Excerpted records:
— Start —

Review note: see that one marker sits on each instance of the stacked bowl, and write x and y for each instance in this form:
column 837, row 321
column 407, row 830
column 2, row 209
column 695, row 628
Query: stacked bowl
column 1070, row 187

— End —

Required task: Copy the lines above word for word, keeping them in the same order.

Exercise solution:
Review note: see that one marker sits on each instance of the stacked bowl, and write x and y for each instance in this form:
column 837, row 321
column 407, row 830
column 2, row 209
column 695, row 628
Query: stacked bowl
column 1070, row 187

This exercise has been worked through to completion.